Transcribe the lines of the records below verbatim, starting at the line that contains "Target | bent knee" and ending at the line that contains "x=744 y=415", with both of those lines included.

Some records
-- -- --

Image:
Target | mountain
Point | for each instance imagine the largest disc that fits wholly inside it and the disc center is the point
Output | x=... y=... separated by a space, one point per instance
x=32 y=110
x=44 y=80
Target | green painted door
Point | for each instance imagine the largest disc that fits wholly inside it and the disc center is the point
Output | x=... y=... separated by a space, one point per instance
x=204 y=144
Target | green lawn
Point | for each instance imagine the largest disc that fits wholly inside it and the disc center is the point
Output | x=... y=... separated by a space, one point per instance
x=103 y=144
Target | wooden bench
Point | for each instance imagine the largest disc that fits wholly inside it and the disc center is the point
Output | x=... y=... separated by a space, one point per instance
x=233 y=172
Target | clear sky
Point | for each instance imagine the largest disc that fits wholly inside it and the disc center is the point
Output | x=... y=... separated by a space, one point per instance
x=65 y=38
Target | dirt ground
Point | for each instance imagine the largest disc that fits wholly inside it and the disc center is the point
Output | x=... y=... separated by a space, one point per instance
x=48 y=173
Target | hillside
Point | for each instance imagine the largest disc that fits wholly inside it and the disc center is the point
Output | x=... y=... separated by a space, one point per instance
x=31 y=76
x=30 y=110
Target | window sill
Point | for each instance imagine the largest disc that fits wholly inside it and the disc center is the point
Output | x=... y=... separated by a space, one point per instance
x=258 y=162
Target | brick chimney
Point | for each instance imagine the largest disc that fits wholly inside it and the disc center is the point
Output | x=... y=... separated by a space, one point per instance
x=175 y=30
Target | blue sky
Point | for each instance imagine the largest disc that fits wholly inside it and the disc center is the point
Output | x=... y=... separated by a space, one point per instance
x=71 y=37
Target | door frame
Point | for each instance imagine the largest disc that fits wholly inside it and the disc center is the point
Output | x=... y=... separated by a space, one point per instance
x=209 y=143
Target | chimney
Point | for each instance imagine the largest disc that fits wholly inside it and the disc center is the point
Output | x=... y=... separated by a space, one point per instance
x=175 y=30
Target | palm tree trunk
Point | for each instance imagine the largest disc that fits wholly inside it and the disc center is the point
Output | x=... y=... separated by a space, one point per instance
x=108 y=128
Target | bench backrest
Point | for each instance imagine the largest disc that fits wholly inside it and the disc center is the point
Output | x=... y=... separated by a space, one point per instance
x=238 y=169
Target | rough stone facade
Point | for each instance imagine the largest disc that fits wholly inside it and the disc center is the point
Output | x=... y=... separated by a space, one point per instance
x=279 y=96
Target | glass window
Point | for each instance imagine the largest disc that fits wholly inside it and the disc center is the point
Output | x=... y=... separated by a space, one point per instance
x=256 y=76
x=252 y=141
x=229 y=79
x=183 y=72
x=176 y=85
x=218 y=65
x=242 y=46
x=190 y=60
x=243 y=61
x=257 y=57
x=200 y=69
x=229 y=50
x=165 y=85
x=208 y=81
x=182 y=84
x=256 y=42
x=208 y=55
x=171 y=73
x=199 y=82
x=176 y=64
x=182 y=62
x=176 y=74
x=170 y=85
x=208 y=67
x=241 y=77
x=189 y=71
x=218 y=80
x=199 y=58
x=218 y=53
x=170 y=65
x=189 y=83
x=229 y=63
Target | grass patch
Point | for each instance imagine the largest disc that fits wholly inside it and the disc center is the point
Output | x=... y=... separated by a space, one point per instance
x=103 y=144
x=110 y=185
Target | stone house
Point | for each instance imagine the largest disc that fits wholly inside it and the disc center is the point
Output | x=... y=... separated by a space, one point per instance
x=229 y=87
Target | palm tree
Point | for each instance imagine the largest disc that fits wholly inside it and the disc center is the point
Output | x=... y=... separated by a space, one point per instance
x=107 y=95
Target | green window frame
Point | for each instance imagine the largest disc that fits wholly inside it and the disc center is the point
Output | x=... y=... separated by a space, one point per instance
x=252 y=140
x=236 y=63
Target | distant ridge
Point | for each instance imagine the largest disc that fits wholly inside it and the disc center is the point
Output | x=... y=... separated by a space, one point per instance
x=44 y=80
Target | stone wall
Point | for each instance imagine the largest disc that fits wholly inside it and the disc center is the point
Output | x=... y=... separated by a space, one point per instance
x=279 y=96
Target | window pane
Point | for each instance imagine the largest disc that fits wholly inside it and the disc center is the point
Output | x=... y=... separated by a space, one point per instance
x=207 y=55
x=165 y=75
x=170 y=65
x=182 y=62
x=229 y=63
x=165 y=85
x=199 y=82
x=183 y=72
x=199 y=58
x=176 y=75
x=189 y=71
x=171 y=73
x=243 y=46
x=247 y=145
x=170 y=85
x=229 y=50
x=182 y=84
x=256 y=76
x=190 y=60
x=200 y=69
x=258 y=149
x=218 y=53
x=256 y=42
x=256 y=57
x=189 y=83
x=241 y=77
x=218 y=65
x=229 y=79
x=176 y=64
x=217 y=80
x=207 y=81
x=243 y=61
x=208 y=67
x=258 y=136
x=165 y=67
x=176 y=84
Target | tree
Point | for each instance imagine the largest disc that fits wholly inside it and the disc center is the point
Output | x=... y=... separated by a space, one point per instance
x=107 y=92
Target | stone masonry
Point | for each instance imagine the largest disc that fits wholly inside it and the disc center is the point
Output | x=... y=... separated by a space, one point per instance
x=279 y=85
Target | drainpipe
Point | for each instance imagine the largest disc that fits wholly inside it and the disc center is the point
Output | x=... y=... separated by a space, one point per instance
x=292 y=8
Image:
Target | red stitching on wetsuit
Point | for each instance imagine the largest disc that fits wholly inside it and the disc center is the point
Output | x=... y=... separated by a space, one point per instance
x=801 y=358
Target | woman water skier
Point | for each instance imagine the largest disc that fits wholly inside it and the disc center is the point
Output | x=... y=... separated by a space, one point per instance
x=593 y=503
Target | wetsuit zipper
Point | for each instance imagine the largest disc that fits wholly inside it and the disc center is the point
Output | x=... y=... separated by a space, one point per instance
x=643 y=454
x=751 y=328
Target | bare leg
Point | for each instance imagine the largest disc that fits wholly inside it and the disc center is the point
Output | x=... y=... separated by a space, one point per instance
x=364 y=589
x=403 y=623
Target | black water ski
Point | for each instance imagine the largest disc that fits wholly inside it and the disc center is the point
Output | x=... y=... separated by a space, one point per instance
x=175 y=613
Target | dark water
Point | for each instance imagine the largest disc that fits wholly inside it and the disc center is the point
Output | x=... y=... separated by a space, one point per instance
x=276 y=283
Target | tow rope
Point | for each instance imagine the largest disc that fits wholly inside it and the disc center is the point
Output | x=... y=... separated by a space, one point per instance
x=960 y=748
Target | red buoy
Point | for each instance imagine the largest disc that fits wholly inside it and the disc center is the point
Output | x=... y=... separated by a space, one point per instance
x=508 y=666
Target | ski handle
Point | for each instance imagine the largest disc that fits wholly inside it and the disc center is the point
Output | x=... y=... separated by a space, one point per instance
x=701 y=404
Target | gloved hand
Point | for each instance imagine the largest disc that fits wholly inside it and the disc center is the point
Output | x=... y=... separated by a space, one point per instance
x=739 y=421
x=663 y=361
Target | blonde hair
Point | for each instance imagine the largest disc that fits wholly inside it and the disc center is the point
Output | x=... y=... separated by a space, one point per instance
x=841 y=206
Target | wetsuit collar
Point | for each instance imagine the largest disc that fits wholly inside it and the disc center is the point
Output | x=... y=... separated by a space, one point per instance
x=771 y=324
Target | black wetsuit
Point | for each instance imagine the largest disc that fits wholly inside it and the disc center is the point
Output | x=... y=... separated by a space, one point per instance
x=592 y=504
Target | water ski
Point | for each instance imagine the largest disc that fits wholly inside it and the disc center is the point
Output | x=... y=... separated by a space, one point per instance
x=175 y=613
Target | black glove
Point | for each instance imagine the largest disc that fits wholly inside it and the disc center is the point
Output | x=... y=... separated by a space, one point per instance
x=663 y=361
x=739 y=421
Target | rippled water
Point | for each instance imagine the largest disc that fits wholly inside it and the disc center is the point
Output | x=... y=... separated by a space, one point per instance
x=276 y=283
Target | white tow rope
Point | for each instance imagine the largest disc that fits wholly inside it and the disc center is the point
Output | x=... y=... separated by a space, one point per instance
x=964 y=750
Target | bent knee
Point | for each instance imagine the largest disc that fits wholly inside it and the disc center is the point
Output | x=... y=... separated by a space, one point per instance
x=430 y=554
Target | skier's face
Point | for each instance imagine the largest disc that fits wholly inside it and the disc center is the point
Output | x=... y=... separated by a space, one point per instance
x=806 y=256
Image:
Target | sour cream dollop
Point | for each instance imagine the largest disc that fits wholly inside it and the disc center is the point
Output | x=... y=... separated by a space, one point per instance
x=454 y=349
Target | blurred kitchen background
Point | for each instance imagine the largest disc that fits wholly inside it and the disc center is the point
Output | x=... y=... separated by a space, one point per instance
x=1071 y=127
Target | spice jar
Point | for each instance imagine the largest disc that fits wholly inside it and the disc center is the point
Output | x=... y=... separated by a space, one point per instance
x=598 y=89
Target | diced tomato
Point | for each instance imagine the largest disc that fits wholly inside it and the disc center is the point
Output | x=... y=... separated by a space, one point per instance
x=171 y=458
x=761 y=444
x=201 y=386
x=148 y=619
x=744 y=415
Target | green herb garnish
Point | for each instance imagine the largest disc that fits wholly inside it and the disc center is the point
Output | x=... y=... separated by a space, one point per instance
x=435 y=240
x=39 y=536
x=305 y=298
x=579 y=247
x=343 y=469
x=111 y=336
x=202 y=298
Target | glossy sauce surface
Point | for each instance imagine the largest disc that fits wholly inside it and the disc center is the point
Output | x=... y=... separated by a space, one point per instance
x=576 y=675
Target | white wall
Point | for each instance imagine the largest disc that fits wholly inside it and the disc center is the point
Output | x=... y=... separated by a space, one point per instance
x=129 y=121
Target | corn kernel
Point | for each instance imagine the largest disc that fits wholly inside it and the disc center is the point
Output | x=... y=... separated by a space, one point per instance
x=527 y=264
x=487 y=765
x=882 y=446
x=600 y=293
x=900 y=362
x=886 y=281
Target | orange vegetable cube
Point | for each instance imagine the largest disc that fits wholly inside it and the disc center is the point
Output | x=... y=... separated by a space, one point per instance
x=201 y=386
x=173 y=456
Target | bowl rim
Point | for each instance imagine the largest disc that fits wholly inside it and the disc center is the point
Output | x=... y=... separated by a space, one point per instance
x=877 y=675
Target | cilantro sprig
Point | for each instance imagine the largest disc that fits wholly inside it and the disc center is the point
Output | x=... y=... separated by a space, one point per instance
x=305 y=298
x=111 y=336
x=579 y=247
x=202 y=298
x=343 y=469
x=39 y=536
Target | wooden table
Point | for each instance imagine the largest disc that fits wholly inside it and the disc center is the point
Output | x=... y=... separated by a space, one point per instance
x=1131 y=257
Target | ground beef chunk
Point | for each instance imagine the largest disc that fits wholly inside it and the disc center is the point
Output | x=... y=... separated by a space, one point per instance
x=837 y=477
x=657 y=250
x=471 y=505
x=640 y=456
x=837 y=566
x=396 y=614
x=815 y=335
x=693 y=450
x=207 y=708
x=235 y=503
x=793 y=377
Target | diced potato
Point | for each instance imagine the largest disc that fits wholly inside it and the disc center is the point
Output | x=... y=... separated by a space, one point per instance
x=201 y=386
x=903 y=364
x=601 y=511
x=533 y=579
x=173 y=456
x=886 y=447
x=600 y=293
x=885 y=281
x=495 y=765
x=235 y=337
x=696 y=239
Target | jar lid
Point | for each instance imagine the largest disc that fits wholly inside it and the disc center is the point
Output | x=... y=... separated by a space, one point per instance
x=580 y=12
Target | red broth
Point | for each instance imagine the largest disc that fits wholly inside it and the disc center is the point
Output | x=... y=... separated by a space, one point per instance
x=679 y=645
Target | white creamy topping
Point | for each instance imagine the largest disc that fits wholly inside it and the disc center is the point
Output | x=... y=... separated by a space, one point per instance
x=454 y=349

-- -- --

Written reply:
Target | bent knee
Point | for each instance imagine the largest disc that fits wholly inside it and the disc center is the point
Output | x=... y=... separated by a space, one point per instance
x=430 y=554
Target | skier's face
Point | for each instance imagine the largest disc that fits wholly inside it and the disc center is the point
Output | x=... y=... separated by a space, one point per instance
x=806 y=256
Image:
Target | sour cream dollop
Point | for each instance imagine the largest disc that fits wholly inside it and the disc center is the point
Output | x=... y=... separated by a space, one point per instance
x=454 y=349
Target | blurred kitchen background
Point | for each instance imagine the largest disc that fits wholly inside it and the disc center is the point
Output | x=... y=... separated by a space, one point per instance
x=1071 y=127
Target | spice jar
Point | for each instance imagine the largest disc that fits wholly inside it and the disc center is the point
Output | x=... y=... separated by a space, one point per instance
x=598 y=89
Target | diced tomato
Point | for each instance imagine the largest disc that fits wholly inside it and the disc center is the point
Output | x=... y=... separated by a space, one point per instance
x=171 y=458
x=761 y=444
x=201 y=386
x=148 y=619
x=744 y=415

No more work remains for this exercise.